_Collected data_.
_ _ _ _

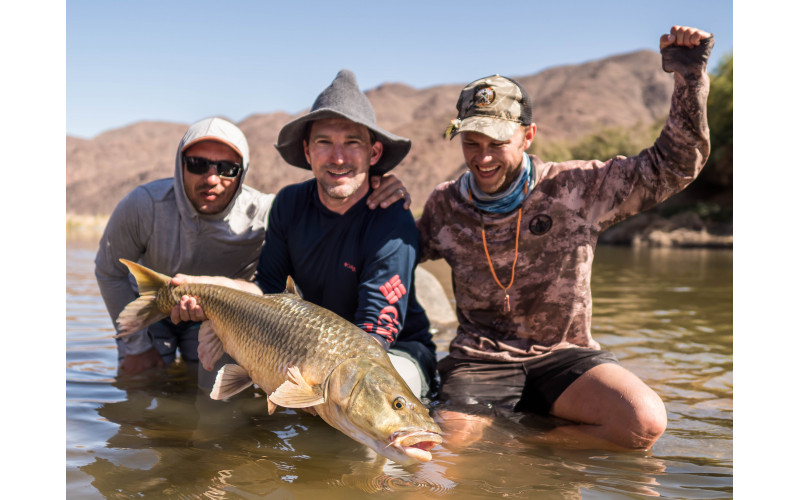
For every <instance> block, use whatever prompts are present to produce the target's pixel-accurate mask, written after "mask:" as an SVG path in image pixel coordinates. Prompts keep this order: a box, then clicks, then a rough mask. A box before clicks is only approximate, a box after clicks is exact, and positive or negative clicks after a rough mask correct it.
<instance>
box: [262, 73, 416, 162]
mask: <svg viewBox="0 0 800 500" xmlns="http://www.w3.org/2000/svg"><path fill="white" fill-rule="evenodd" d="M326 118H345V119H347V120H350V121H352V122H355V123H358V124H360V125H364V126H365V127H367V128H368V129H369V130H371V131H372V132H373V133H374V134H375V136H376V140H378V141H380V142H381V143H382V144H383V154H382V155H381V158H380V160H378V163H376V164H375V165H373V166H372V167H371V168H370V173H372V174H376V175H383V174H385V173H386V172H388V171H389V170H391V169H393V168H394V167H396V166H397V165H398V164H399V163H400V162H401V161H403V158H405V156H406V155H407V154H408V151H409V150H410V149H411V140H410V139H406V138H405V137H400V136H399V135H394V134H392V133H391V132H387V131H386V130H383V129H382V128H380V127H378V125H377V124H376V123H375V110H374V109H372V104H370V102H369V99H367V96H366V95H364V93H363V92H361V90H359V88H358V83H357V82H356V76H355V75H354V74H353V72H352V71H350V70H347V69H343V70H341V71H339V73H338V74H337V75H336V78H334V80H333V82H331V84H330V86H329V87H328V88H326V89H325V90H323V91H322V93H321V94H320V95H319V96H318V97H317V100H316V101H314V105H313V106H311V111H310V112H309V113H308V114H306V115H303V116H301V117H300V118H297V119H295V120H293V121H291V122H289V123H287V124H286V125H284V126H283V128H282V129H281V131H280V133H279V134H278V142H277V143H276V144H275V148H276V149H277V150H278V152H279V153H280V154H281V156H282V157H283V159H284V160H286V162H287V163H289V164H290V165H294V166H295V167H300V168H304V169H306V170H311V165H309V164H308V161H307V160H306V155H305V152H304V151H303V140H304V139H305V138H306V130H307V129H306V128H307V127H310V126H311V122H313V121H314V120H323V119H326Z"/></svg>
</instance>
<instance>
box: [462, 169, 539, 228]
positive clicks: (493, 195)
mask: <svg viewBox="0 0 800 500" xmlns="http://www.w3.org/2000/svg"><path fill="white" fill-rule="evenodd" d="M530 180H531V159H530V157H529V156H528V155H527V154H523V155H522V168H521V169H520V172H519V175H518V176H517V178H516V179H515V180H514V182H512V183H511V185H510V186H508V188H506V189H505V190H504V191H502V192H500V193H495V194H486V193H484V192H483V191H481V190H480V188H479V187H478V185H477V184H476V183H475V179H474V178H473V176H472V172H467V173H466V174H464V176H462V177H461V183H460V184H459V191H460V192H461V194H462V195H463V196H464V197H465V198H467V199H469V191H470V190H471V191H472V201H473V202H474V203H475V206H476V207H478V208H479V209H481V210H483V211H484V212H491V213H496V214H505V213H508V212H510V211H512V210H514V209H515V208H517V207H518V206H519V205H520V203H522V200H524V199H525V183H526V182H528V181H530ZM528 184H529V186H528V191H530V189H531V188H532V187H533V186H531V185H530V184H531V183H530V182H528Z"/></svg>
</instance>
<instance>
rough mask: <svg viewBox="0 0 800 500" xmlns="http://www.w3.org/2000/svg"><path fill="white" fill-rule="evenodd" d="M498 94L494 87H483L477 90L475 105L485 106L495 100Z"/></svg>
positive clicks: (493, 101) (482, 107) (482, 106)
mask: <svg viewBox="0 0 800 500" xmlns="http://www.w3.org/2000/svg"><path fill="white" fill-rule="evenodd" d="M495 97H496V94H495V93H494V89H493V88H492V87H483V88H482V89H478V90H476V91H475V105H476V106H478V107H479V108H485V107H486V106H488V105H490V104H491V103H493V102H494V99H495Z"/></svg>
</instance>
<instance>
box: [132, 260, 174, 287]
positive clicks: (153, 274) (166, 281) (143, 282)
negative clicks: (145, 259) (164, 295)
mask: <svg viewBox="0 0 800 500" xmlns="http://www.w3.org/2000/svg"><path fill="white" fill-rule="evenodd" d="M119 261H120V262H122V263H123V264H125V266H126V267H127V268H128V271H130V273H131V274H132V275H133V277H134V278H136V286H138V287H139V295H155V293H156V292H157V291H158V289H159V288H161V287H164V286H166V285H168V284H169V282H170V280H171V279H172V278H170V277H169V276H167V275H165V274H161V273H159V272H156V271H153V270H152V269H148V268H146V267H144V266H143V265H141V264H138V263H136V262H132V261H130V260H127V259H119Z"/></svg>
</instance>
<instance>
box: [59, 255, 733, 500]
mask: <svg viewBox="0 0 800 500" xmlns="http://www.w3.org/2000/svg"><path fill="white" fill-rule="evenodd" d="M95 249H96V242H95V241H92V240H89V241H80V240H69V241H68V242H67V283H66V286H67V307H66V311H67V318H66V328H67V344H66V349H67V352H66V363H67V366H66V381H67V443H66V444H67V450H66V457H67V471H66V472H67V487H66V490H67V496H68V497H69V498H130V497H144V498H213V499H222V498H247V499H250V498H267V499H284V498H286V499H288V498H326V499H327V498H334V499H335V498H347V499H352V498H361V497H367V496H371V495H374V494H376V493H388V492H391V493H392V494H391V496H392V497H393V498H419V497H420V496H421V495H427V496H433V497H455V496H457V497H458V498H459V499H461V498H466V499H470V498H487V497H510V498H530V497H537V498H612V497H615V498H616V497H634V498H635V497H639V496H644V495H647V496H649V495H660V496H663V497H667V498H730V497H731V496H732V491H733V487H732V483H733V481H732V470H733V469H732V443H733V434H732V429H733V417H732V398H733V377H732V372H733V357H732V354H733V339H732V334H733V332H732V324H733V311H732V269H731V268H732V253H731V252H729V251H720V250H679V251H676V250H652V249H650V250H639V251H637V250H632V249H627V248H613V247H601V248H599V249H598V251H597V256H596V259H595V265H594V275H593V295H594V321H593V332H594V335H595V337H596V338H597V340H598V341H599V342H600V343H601V344H602V345H603V346H604V347H605V348H608V349H610V350H612V351H613V352H614V353H615V354H616V355H617V357H618V358H619V359H620V360H621V361H622V363H623V365H624V366H626V367H627V368H629V369H630V370H632V371H633V372H634V373H636V374H637V375H639V376H640V377H642V378H643V379H644V380H645V382H647V383H648V384H649V385H650V386H652V387H653V388H654V389H655V390H656V392H658V393H659V394H660V395H661V396H662V398H663V399H664V401H665V403H666V406H667V410H668V415H669V424H668V428H667V431H666V433H665V434H664V436H663V437H662V438H661V439H660V440H659V442H658V443H657V444H656V446H655V447H654V449H653V450H652V451H650V452H647V453H610V452H601V451H570V450H560V449H551V448H548V447H544V446H532V445H528V444H525V443H523V442H522V440H520V439H519V437H520V436H521V435H524V433H525V426H526V425H529V424H526V423H525V422H511V421H509V422H505V423H503V424H502V425H499V426H497V427H496V428H493V429H492V431H491V432H490V433H489V434H488V435H487V436H486V437H485V439H483V440H482V441H480V442H478V443H475V444H474V445H471V446H470V447H469V448H467V449H464V450H458V451H454V450H449V449H447V448H446V447H443V446H440V447H437V448H435V449H434V459H433V460H432V461H431V462H429V463H427V464H419V465H415V466H410V467H405V468H404V467H400V466H397V465H395V464H393V463H391V462H387V463H384V462H382V461H380V460H378V461H376V460H375V457H374V456H373V454H372V452H371V451H370V450H368V449H367V448H365V447H364V446H362V445H360V444H358V443H356V442H355V441H353V440H351V439H350V438H348V437H346V436H344V435H343V434H341V433H339V432H338V431H335V430H333V429H332V428H330V427H329V426H328V425H327V424H325V423H324V422H323V421H322V420H321V419H319V418H316V417H312V416H310V415H308V414H306V413H304V412H295V411H292V410H286V409H283V410H279V411H277V412H276V413H275V414H273V415H271V416H270V415H268V414H267V411H266V401H265V398H264V397H263V395H262V394H260V393H258V392H257V391H255V390H253V391H249V392H246V393H244V394H242V395H240V396H239V397H237V398H236V399H235V400H233V401H230V402H226V403H222V402H214V401H210V400H208V399H207V398H205V397H204V396H201V397H198V394H197V392H196V388H195V378H194V375H193V373H194V369H193V367H192V366H188V365H186V364H176V365H173V366H171V367H170V368H169V369H166V370H163V371H162V372H160V373H158V374H155V375H153V376H150V377H132V378H129V379H127V380H117V379H116V349H115V346H114V341H113V339H112V338H111V335H112V333H113V332H112V329H111V322H110V319H109V318H108V316H107V314H106V312H105V309H104V308H103V304H102V301H101V299H100V297H99V292H98V291H97V287H96V284H95V282H94V276H93V263H92V261H93V258H94V252H95ZM426 267H428V268H429V269H431V270H432V271H433V272H434V274H437V275H438V276H439V277H440V279H442V280H443V281H444V282H447V281H448V279H449V277H448V271H447V269H446V266H444V267H442V266H441V265H439V266H426ZM436 326H437V327H438V329H439V333H438V334H437V335H438V338H437V345H438V346H439V348H440V350H441V353H440V355H444V351H445V350H446V347H447V342H448V341H449V339H450V338H451V337H452V335H453V326H452V325H436Z"/></svg>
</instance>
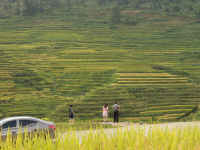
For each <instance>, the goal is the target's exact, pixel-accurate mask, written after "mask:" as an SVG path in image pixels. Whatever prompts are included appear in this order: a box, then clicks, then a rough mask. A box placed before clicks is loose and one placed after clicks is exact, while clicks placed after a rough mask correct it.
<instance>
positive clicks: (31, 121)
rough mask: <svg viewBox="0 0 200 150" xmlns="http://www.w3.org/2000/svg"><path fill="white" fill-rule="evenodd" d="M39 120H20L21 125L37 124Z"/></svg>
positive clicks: (22, 126)
mask: <svg viewBox="0 0 200 150" xmlns="http://www.w3.org/2000/svg"><path fill="white" fill-rule="evenodd" d="M36 124H37V122H36V121H33V120H19V125H20V126H21V127H27V126H28V127H31V126H34V125H36Z"/></svg>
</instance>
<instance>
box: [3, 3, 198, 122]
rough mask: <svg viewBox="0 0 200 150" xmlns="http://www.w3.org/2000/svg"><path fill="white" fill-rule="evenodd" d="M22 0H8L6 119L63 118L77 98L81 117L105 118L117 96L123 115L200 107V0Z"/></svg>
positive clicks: (5, 71)
mask: <svg viewBox="0 0 200 150" xmlns="http://www.w3.org/2000/svg"><path fill="white" fill-rule="evenodd" d="M22 2H23V5H22V11H21V4H20V3H21V2H20V1H18V0H16V1H12V3H11V2H10V1H9V2H7V1H4V2H2V1H1V2H0V5H4V4H6V5H5V6H6V7H4V8H2V7H1V12H2V13H1V18H2V19H0V35H1V36H0V105H1V107H0V117H1V118H5V117H10V116H18V115H29V116H34V117H39V118H46V117H48V118H50V119H51V120H54V121H56V122H61V121H66V120H67V119H68V108H69V105H71V104H73V105H74V112H76V113H77V116H76V119H78V120H91V119H93V120H95V121H99V120H101V119H102V117H101V115H102V112H101V111H102V106H103V105H104V103H108V106H109V109H111V106H112V105H113V103H114V102H115V101H118V103H119V105H120V106H121V110H120V119H121V120H122V119H123V120H132V121H139V120H141V121H147V122H148V121H150V120H159V121H174V120H179V119H184V117H187V116H188V115H190V114H191V113H194V112H195V111H197V105H199V98H200V93H199V90H200V87H199V84H200V72H199V69H200V57H199V56H200V54H199V50H200V48H199V47H200V43H199V41H200V36H199V35H200V30H199V6H200V4H199V2H198V1H189V0H183V1H178V0H170V1H169V0H162V1H159V0H154V1H145V0H135V1H128V0H127V1H120V0H119V1H101V0H98V1H93V2H92V3H91V1H87V0H85V1H84V0H82V1H81V2H80V1H76V2H74V1H71V0H68V1H67V2H64V1H58V0H52V1H45V0H44V1H42V0H41V1H40V8H39V7H38V6H39V5H31V4H32V3H33V4H36V3H37V1H35V0H34V1H32V0H31V1H22ZM65 3H66V5H65ZM8 4H10V5H8ZM66 6H67V7H66ZM14 7H15V8H14ZM29 7H31V9H29ZM11 8H14V9H12V10H11ZM15 9H16V11H15ZM42 12H44V13H42ZM21 13H22V14H23V17H20V15H21ZM112 113H113V112H112V111H111V110H110V112H109V116H112ZM152 118H153V119H152Z"/></svg>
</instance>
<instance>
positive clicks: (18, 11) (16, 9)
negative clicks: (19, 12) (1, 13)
mask: <svg viewBox="0 0 200 150" xmlns="http://www.w3.org/2000/svg"><path fill="white" fill-rule="evenodd" d="M15 13H16V14H17V15H18V14H19V0H17V7H16V10H15Z"/></svg>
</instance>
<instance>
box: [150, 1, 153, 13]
mask: <svg viewBox="0 0 200 150" xmlns="http://www.w3.org/2000/svg"><path fill="white" fill-rule="evenodd" d="M152 3H153V0H151V2H150V10H151V11H152V7H153V6H152V5H153V4H152Z"/></svg>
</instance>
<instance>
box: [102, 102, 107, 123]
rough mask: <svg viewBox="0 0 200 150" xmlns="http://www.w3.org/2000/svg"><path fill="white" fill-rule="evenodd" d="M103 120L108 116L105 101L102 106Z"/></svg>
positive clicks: (104, 120) (102, 114)
mask: <svg viewBox="0 0 200 150" xmlns="http://www.w3.org/2000/svg"><path fill="white" fill-rule="evenodd" d="M102 110H103V114H102V115H103V120H104V122H105V121H107V117H108V105H107V103H105V105H104V106H103V109H102Z"/></svg>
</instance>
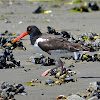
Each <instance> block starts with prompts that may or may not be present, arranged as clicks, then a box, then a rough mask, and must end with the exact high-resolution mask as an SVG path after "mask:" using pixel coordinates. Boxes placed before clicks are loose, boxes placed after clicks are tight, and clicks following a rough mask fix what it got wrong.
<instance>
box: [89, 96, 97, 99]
mask: <svg viewBox="0 0 100 100" xmlns="http://www.w3.org/2000/svg"><path fill="white" fill-rule="evenodd" d="M88 100H98V97H97V96H94V97H92V98H90V99H88Z"/></svg>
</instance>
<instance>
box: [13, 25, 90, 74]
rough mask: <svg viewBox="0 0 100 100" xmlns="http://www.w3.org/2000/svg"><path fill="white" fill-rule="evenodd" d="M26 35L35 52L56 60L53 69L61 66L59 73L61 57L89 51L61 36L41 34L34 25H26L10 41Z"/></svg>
mask: <svg viewBox="0 0 100 100" xmlns="http://www.w3.org/2000/svg"><path fill="white" fill-rule="evenodd" d="M26 35H30V42H31V44H32V45H33V46H34V48H35V49H36V52H37V53H41V54H43V55H46V56H48V57H51V58H53V59H55V61H57V62H58V64H57V65H56V67H55V68H53V69H57V68H59V67H61V73H63V68H64V67H63V62H62V60H61V57H74V56H75V55H77V53H78V52H80V51H90V48H88V47H85V46H82V45H81V44H78V43H71V42H69V41H68V40H66V39H65V38H63V37H61V36H55V35H52V34H43V33H42V32H41V31H40V29H39V28H38V27H37V26H35V25H30V26H28V27H27V31H26V32H24V33H23V34H21V35H20V36H18V37H17V38H15V39H14V40H13V41H12V43H14V42H16V41H18V40H20V39H21V38H23V37H24V36H26ZM76 58H77V57H76ZM53 69H48V70H47V71H45V73H44V74H43V76H46V75H47V74H48V73H49V72H50V71H51V70H53Z"/></svg>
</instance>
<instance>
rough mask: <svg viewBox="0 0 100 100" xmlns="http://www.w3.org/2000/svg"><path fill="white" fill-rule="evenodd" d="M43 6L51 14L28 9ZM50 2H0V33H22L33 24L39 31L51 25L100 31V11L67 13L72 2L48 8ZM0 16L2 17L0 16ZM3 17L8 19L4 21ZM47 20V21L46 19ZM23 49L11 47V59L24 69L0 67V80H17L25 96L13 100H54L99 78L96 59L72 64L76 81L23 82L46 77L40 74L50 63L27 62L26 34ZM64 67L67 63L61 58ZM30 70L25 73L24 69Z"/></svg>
mask: <svg viewBox="0 0 100 100" xmlns="http://www.w3.org/2000/svg"><path fill="white" fill-rule="evenodd" d="M41 4H42V5H43V8H44V9H45V10H51V11H52V13H51V14H33V13H32V12H33V11H34V10H35V9H36V8H37V7H38V6H39V5H41ZM52 5H53V4H50V5H48V4H46V3H27V2H23V1H21V2H20V3H19V2H18V1H16V2H15V3H13V4H12V5H8V4H0V11H1V13H0V16H1V20H0V32H1V33H2V32H4V31H5V30H8V31H9V32H14V33H16V35H18V34H22V33H23V32H25V31H26V28H27V26H28V25H36V26H37V27H38V28H39V29H40V30H41V32H42V33H45V32H47V26H51V27H53V28H55V29H56V30H57V31H62V30H66V31H68V32H71V34H73V35H76V34H82V33H85V32H89V31H92V32H96V33H100V28H99V27H100V11H96V12H90V13H80V12H79V13H69V9H70V8H71V7H73V6H74V5H60V7H58V8H52V7H51V6H52ZM2 16H3V17H2ZM3 19H7V20H9V21H11V23H5V21H4V20H3ZM47 20H49V22H47ZM22 42H23V44H24V46H25V47H26V49H27V50H26V51H23V50H14V51H13V54H14V57H15V59H17V60H20V61H21V65H22V66H24V68H18V69H1V70H0V76H1V77H0V82H2V81H6V82H9V83H21V84H23V85H24V86H25V91H26V92H27V94H28V95H27V96H20V95H16V96H15V98H16V100H56V97H57V96H59V95H68V94H71V93H77V92H81V91H85V89H86V88H88V86H89V83H90V82H93V81H100V72H99V70H100V65H99V64H100V63H99V62H81V63H74V61H73V63H74V65H75V67H74V68H72V70H74V71H76V72H78V74H77V75H75V77H76V78H77V82H72V83H66V84H62V85H61V86H58V85H56V86H52V87H51V86H46V87H45V86H35V87H34V86H33V87H31V86H28V85H27V82H29V81H31V80H32V79H36V78H38V79H40V80H42V81H45V80H46V79H49V78H50V76H46V77H42V76H41V74H42V73H43V72H44V71H45V70H47V69H49V68H53V67H55V65H53V66H41V65H40V64H37V65H35V64H34V63H30V62H29V58H30V56H34V48H33V46H32V45H30V40H29V36H26V37H25V38H24V39H23V40H22ZM65 62H66V63H65V65H64V66H65V67H66V68H67V67H68V66H69V65H70V64H71V62H70V61H65ZM25 69H26V70H27V69H31V70H30V71H28V72H25V71H24V70H25Z"/></svg>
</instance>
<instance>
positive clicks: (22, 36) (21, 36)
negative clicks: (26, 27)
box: [12, 31, 28, 43]
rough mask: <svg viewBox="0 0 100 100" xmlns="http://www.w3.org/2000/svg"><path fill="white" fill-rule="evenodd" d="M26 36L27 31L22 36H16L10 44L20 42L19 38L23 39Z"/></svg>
mask: <svg viewBox="0 0 100 100" xmlns="http://www.w3.org/2000/svg"><path fill="white" fill-rule="evenodd" d="M26 35H28V33H27V31H26V32H24V33H23V34H21V35H20V36H18V37H17V38H15V39H14V40H13V41H12V43H14V42H16V41H18V40H20V39H21V38H23V37H24V36H26Z"/></svg>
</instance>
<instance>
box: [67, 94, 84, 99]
mask: <svg viewBox="0 0 100 100" xmlns="http://www.w3.org/2000/svg"><path fill="white" fill-rule="evenodd" d="M66 100H85V99H83V98H82V97H80V96H78V95H76V94H74V95H71V96H68V97H67V99H66Z"/></svg>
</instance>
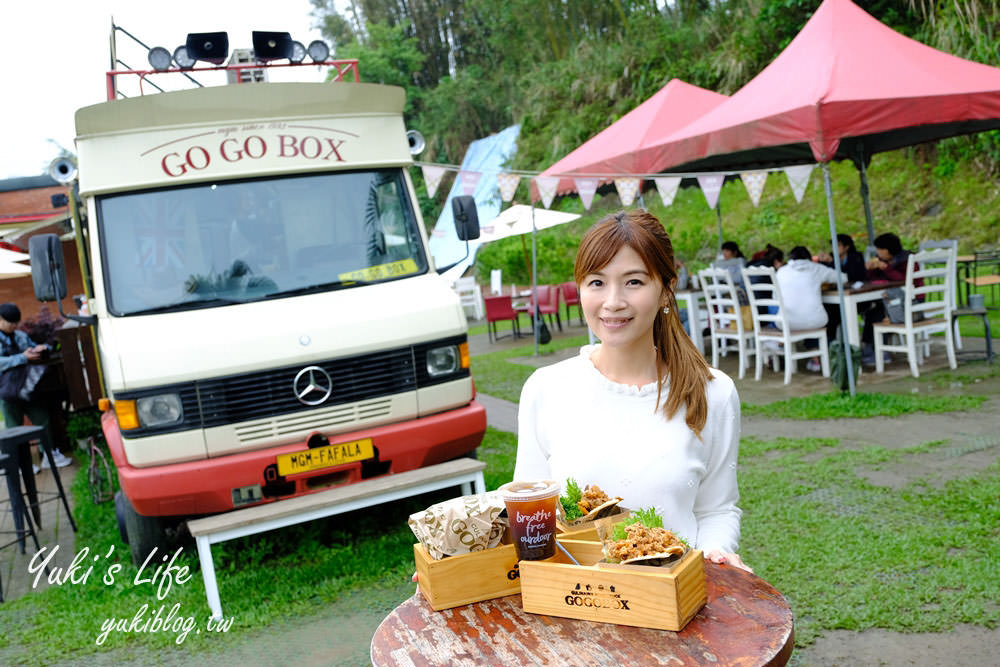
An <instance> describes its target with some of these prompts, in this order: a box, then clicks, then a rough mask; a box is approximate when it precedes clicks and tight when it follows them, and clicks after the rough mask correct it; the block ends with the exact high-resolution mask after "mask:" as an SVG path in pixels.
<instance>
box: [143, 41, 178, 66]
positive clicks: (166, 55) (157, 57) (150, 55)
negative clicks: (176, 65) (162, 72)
mask: <svg viewBox="0 0 1000 667" xmlns="http://www.w3.org/2000/svg"><path fill="white" fill-rule="evenodd" d="M147 58H148V60H149V66H150V67H152V68H153V69H155V70H156V71H157V72H163V71H164V70H168V69H170V63H171V62H172V61H173V58H172V57H171V56H170V51H167V50H166V49H165V48H163V47H162V46H154V47H153V48H151V49H150V50H149V55H148V56H147Z"/></svg>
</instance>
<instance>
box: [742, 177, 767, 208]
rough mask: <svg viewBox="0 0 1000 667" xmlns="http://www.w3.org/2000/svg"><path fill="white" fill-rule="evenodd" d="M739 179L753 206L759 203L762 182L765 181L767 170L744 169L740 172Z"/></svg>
mask: <svg viewBox="0 0 1000 667" xmlns="http://www.w3.org/2000/svg"><path fill="white" fill-rule="evenodd" d="M740 180H741V181H743V185H745V186H746V188H747V194H748V195H750V201H752V202H753V205H754V208H756V207H757V205H758V204H760V196H761V195H762V194H763V193H764V182H765V181H767V170H766V169H765V170H762V171H744V172H743V173H742V174H740Z"/></svg>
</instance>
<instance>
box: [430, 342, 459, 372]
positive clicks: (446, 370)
mask: <svg viewBox="0 0 1000 667" xmlns="http://www.w3.org/2000/svg"><path fill="white" fill-rule="evenodd" d="M459 363H460V356H459V352H458V346H457V345H445V346H444V347H435V348H432V349H430V350H427V374H428V375H430V376H431V377H434V378H436V377H441V376H443V375H450V374H451V373H454V372H456V371H458V369H459Z"/></svg>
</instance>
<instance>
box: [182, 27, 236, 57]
mask: <svg viewBox="0 0 1000 667" xmlns="http://www.w3.org/2000/svg"><path fill="white" fill-rule="evenodd" d="M185 47H186V48H187V54H188V55H189V56H190V57H191V58H194V59H195V60H204V61H205V62H209V63H212V64H213V65H221V64H222V63H224V62H225V61H226V58H227V57H228V56H229V35H227V34H226V33H225V32H192V33H188V37H187V43H186V44H185Z"/></svg>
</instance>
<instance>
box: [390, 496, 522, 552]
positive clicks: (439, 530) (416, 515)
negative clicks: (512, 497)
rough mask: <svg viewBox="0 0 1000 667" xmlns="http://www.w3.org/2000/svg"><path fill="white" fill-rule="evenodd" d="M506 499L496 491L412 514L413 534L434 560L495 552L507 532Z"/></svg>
mask: <svg viewBox="0 0 1000 667" xmlns="http://www.w3.org/2000/svg"><path fill="white" fill-rule="evenodd" d="M505 509H506V508H505V506H504V502H503V496H502V495H500V494H499V493H497V492H496V491H493V492H490V493H481V494H478V495H472V496H461V497H459V498H452V499H451V500H445V501H443V502H440V503H437V504H436V505H431V506H430V507H428V508H427V509H426V510H424V511H423V512H417V513H415V514H411V515H410V518H409V521H408V522H407V523H409V525H410V530H412V531H413V534H414V535H415V536H416V538H417V539H418V540H419V541H420V543H421V544H423V545H424V548H425V549H427V553H429V554H430V555H431V557H432V558H434V559H435V560H440V559H442V558H444V557H445V556H457V555H458V554H464V553H469V552H470V551H482V550H483V549H492V548H493V547H495V546H497V545H498V544H500V542H501V540H502V539H503V537H504V534H505V533H506V531H507V517H506V514H505V515H504V516H500V515H501V513H502V512H504V510H505Z"/></svg>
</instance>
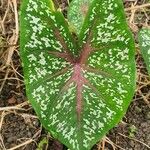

_ _ _ _

_Problem to work on_. Find the string "before" in the records, then copy each line where it occurs.

_Reply to the task_.
For every <instance> block, use whatever prompts are present to produce the target's pixel-accurate mask, written after "mask:" as an SVG path in image pixel coordinates. Prompts keep this order: a box, then clicks, then a rough mask. A box before clicks is only approximate, a box after clicks is exact, and positive or negative clicks after a rough mask correct it.
For each <instance>, the goal is the target's exact, pixel-accurate mask, written after "mask:" as an SVG path in image pixels. Whatever prompts are included appear in this order: a box, then clicks, then a rough mask. A box placed before clicks is loose and one placed after clicks is exact, while clicks placed after a rough mask correct it.
Each <instance> block starts with prompts that may or may not be present, arranged as clicks, then a box, then a rough mask, and must end with the exact high-resolution mask as an SVG path after "mask:" using pixel coordinates. Boxes placed before clicks are loose, boxes placed after clicks are tight, and clicks following a rough mask fix what it got wrong.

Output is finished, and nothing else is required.